Task => Pick out every line of the entries below that contains the string "white", and copy each one.

Source data =>
----------------
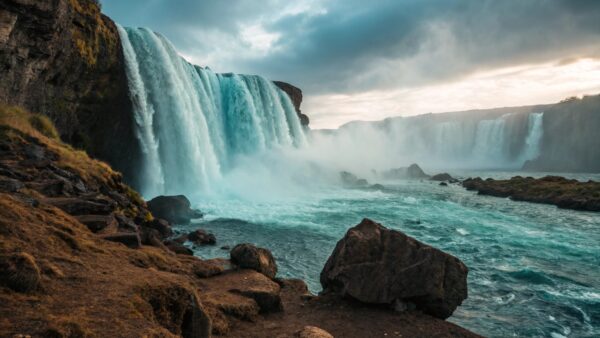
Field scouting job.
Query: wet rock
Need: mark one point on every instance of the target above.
(19, 272)
(312, 332)
(130, 239)
(411, 172)
(443, 177)
(376, 265)
(202, 237)
(352, 181)
(248, 256)
(162, 226)
(174, 209)
(205, 269)
(97, 223)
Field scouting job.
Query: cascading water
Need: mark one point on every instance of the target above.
(533, 140)
(191, 122)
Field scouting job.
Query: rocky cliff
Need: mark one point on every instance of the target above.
(63, 58)
(295, 95)
(571, 142)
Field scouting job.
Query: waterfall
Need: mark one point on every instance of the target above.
(490, 141)
(192, 123)
(535, 132)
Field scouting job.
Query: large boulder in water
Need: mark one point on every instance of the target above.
(248, 256)
(413, 171)
(377, 265)
(174, 209)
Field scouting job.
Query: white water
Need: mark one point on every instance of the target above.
(192, 123)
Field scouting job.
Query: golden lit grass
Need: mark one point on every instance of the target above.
(13, 119)
(95, 32)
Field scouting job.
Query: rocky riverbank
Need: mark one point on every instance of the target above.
(562, 192)
(81, 255)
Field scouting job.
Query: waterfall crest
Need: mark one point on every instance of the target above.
(191, 123)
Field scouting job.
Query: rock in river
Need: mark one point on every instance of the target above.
(377, 265)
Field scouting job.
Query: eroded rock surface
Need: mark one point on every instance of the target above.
(377, 265)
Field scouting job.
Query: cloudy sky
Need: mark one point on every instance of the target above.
(368, 60)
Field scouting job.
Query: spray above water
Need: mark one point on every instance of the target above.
(191, 123)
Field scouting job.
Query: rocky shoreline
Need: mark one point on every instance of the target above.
(562, 192)
(82, 255)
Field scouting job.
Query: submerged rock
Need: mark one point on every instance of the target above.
(443, 177)
(248, 256)
(174, 209)
(377, 265)
(352, 181)
(411, 172)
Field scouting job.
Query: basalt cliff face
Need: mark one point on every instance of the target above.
(63, 58)
(295, 94)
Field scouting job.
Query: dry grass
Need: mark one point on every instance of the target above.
(40, 127)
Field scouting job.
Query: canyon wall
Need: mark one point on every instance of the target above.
(63, 58)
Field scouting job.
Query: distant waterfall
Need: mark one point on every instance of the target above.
(191, 122)
(533, 140)
(490, 143)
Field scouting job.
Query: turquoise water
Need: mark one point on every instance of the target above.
(534, 269)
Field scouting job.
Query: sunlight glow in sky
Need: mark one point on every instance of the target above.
(511, 86)
(358, 60)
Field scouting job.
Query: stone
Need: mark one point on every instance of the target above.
(130, 239)
(248, 256)
(312, 332)
(162, 226)
(352, 181)
(78, 206)
(411, 172)
(442, 177)
(174, 209)
(178, 248)
(97, 223)
(377, 265)
(201, 237)
(19, 272)
(10, 185)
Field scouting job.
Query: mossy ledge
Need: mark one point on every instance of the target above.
(63, 59)
(80, 256)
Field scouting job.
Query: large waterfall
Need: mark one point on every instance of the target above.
(192, 123)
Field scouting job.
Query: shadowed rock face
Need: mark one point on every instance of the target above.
(295, 95)
(63, 58)
(562, 192)
(380, 266)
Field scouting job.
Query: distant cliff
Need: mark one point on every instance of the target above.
(295, 94)
(561, 137)
(571, 141)
(63, 58)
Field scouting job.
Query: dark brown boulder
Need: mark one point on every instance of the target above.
(174, 209)
(130, 239)
(202, 237)
(97, 223)
(380, 266)
(443, 177)
(248, 256)
(19, 272)
(163, 227)
(178, 248)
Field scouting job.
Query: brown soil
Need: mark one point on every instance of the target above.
(60, 279)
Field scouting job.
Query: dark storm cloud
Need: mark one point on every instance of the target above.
(359, 45)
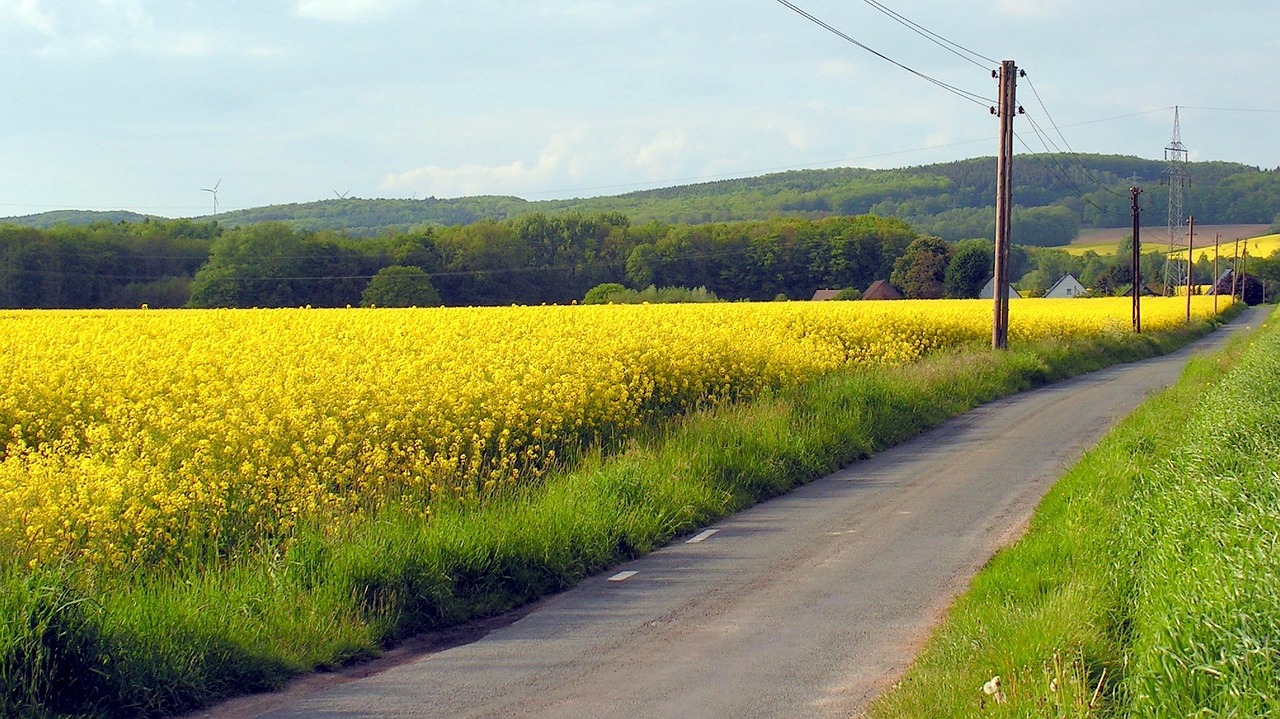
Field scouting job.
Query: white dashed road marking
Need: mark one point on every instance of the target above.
(700, 536)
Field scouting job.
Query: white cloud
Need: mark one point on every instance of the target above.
(515, 177)
(347, 10)
(1028, 8)
(30, 14)
(664, 155)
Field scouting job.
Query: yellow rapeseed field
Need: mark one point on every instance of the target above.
(164, 436)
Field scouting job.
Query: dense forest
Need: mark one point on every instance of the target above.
(528, 260)
(1055, 196)
(758, 238)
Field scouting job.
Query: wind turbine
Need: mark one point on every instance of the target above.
(214, 191)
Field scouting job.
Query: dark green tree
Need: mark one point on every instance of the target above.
(920, 273)
(969, 269)
(398, 285)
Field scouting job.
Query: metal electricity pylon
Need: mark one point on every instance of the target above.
(1178, 175)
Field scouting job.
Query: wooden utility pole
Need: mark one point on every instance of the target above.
(1244, 270)
(1008, 76)
(1191, 243)
(1235, 269)
(1134, 262)
(1217, 239)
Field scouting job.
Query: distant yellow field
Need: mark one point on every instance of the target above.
(1105, 242)
(1257, 247)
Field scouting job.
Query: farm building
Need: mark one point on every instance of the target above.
(988, 291)
(881, 289)
(1065, 287)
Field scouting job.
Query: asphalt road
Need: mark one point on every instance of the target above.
(807, 605)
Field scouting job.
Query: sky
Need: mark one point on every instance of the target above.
(145, 105)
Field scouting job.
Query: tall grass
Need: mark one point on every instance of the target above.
(1148, 584)
(158, 644)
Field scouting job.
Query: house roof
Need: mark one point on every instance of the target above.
(1066, 287)
(988, 291)
(881, 289)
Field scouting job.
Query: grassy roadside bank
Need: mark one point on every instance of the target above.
(167, 642)
(1148, 584)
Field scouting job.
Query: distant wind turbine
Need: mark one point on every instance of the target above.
(214, 191)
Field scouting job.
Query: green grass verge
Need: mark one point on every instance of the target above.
(1148, 582)
(160, 644)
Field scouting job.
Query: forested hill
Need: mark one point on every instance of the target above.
(45, 220)
(1056, 195)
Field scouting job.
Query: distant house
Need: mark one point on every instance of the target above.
(881, 289)
(1065, 287)
(1248, 287)
(988, 291)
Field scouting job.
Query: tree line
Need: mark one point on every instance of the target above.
(526, 260)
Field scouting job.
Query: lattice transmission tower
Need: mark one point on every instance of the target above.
(1178, 175)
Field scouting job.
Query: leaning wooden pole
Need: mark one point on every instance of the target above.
(1235, 269)
(1191, 243)
(1136, 265)
(1008, 76)
(1217, 239)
----------------
Result of this exercise =>
Query: white water
Query: white dashed road marking
Query: white cloud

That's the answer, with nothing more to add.